··· Page text

P: Doesn't physics (I have no knowledge of physics) accept that there is an energy which dissipates and an energy which in itself does not have the seed of dissipation?
K: No, no. I am not interested in that. I am asking something entirely different: this momentum, this conditioning, the whole o consciousness is the past. It is moving. There is no future consciousness. The whole consciousness is the past, registered, remembered, stored up as experience, knowledge, fear, pleasure. That is the whole momentum of the past. And somebody comes along and says: Listen to what I have to say, can you end that momentum? Otherwise this momentum, with its fragmentary activity, will go on endlessly.
K: That is it. That is my point. You have come into my life by chance. You have come into my life and you have pointed out to me that my brain has evolved through knowledge, through registration, through experience; and that knowledge, that experience is fundamentally limited. And whatever action takes place from that limited state will be fragmentary and therefore there will be conflict, pain. Find out if that momentum which has tremendous volume, depth, can end. You know it is a tremendous flow of energy which is knowledge. Stop that knowledge. That is all.

······
··· Data shown

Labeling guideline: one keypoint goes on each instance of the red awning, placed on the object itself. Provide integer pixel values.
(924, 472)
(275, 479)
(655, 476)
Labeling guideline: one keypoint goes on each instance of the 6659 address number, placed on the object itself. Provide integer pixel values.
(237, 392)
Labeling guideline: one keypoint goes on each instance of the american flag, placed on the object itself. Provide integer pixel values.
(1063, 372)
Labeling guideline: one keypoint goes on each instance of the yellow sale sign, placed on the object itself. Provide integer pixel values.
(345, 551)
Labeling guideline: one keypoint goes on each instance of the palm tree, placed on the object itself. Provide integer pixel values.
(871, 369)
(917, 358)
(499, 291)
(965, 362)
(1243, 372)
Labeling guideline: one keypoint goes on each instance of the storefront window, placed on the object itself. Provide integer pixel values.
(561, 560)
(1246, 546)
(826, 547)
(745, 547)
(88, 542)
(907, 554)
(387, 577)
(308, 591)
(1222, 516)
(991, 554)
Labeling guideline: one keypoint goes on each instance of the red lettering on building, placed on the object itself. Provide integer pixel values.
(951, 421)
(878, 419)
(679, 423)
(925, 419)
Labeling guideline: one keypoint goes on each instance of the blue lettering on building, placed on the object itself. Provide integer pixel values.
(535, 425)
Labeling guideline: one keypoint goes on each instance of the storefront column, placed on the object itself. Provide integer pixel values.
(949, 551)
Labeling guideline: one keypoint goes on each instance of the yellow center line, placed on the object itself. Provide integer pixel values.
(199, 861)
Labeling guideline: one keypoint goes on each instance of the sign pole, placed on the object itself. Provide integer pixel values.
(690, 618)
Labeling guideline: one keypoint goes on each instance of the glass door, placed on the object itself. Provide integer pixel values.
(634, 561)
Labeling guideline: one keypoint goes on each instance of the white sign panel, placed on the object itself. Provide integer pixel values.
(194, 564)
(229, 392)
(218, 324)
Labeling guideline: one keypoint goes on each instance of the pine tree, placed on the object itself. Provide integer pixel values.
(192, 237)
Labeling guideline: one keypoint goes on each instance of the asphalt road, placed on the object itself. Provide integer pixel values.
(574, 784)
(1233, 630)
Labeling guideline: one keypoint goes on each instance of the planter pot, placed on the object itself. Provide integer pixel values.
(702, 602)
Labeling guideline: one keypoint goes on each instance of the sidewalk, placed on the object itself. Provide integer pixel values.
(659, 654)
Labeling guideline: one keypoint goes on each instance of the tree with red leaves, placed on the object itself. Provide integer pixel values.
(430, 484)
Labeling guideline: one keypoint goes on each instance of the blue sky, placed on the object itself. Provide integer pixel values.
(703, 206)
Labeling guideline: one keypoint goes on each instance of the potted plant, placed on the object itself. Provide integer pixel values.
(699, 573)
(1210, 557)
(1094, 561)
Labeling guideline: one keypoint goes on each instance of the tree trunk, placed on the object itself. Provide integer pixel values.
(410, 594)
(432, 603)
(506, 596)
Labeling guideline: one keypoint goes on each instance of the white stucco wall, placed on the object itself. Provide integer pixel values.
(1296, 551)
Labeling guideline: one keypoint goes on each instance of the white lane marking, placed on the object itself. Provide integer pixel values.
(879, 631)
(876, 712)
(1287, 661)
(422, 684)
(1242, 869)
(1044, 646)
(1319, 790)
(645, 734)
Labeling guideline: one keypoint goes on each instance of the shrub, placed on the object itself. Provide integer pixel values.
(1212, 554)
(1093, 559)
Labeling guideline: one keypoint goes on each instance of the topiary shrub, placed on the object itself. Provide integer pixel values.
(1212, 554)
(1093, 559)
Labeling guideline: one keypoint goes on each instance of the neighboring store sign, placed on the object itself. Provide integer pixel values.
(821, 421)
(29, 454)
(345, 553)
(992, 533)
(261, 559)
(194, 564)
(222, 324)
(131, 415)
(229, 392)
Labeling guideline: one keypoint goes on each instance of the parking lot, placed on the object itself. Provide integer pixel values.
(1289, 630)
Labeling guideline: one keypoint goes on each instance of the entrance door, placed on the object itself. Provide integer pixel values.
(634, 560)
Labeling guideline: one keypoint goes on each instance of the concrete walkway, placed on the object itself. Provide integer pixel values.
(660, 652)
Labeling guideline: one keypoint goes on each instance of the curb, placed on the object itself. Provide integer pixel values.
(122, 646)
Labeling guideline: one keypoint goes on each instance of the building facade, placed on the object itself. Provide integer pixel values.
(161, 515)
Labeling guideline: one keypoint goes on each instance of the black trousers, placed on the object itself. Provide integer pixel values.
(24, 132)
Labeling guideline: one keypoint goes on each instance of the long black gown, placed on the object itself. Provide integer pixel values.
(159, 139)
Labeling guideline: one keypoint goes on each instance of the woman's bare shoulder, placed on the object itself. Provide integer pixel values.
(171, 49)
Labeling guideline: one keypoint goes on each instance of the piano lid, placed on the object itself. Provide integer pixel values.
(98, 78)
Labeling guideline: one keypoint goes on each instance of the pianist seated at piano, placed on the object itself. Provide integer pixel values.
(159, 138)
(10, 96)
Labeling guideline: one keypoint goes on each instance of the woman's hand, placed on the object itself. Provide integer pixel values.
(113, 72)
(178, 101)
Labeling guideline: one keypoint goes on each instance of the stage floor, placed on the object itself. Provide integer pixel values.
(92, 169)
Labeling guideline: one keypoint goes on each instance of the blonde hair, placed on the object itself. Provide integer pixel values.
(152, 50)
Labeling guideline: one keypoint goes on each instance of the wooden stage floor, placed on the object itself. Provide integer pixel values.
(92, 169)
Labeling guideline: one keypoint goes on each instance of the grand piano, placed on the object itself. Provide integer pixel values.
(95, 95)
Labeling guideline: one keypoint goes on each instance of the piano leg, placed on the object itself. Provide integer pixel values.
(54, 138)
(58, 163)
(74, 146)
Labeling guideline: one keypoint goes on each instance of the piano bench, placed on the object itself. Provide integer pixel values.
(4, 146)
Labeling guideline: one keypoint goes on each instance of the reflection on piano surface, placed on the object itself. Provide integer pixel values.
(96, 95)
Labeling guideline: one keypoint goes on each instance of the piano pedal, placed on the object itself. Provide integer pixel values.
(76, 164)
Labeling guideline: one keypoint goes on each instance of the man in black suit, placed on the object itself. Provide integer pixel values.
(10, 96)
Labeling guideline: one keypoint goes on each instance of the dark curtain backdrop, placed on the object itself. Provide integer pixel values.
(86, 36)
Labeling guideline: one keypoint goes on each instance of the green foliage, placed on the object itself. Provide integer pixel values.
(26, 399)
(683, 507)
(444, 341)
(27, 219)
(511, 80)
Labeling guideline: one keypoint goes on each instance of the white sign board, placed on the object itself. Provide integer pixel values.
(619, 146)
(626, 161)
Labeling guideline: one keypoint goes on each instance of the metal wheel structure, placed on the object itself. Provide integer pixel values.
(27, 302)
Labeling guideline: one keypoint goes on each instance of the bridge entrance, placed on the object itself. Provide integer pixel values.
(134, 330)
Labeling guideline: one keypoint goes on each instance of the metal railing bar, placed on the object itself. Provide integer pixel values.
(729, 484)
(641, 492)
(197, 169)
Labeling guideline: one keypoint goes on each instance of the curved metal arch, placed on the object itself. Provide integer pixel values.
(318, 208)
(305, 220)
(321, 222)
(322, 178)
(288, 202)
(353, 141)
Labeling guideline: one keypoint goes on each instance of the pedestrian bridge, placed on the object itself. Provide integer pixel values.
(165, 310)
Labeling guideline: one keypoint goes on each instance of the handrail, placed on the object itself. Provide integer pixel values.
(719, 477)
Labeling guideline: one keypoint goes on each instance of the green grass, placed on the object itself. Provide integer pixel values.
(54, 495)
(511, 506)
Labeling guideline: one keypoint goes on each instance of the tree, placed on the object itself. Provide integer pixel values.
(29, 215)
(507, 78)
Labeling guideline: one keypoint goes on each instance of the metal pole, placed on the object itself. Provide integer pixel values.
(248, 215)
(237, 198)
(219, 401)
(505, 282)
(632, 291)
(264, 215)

······

_Work instructions:_
Please answer these questions from the dialogue above:
(a) What subject does P say they have no knowledge of?
(b) In the reply beginning "No, no. I am not interested in that," what does K say about future consciousness?
(c) In the reply beginning "That is it. That is my point," what does K call "a tremendous flow of energy"?

_Reply:_
(a) Physics.
(b) There is no future consciousness; the whole consciousness is the past.
(c) Knowledge.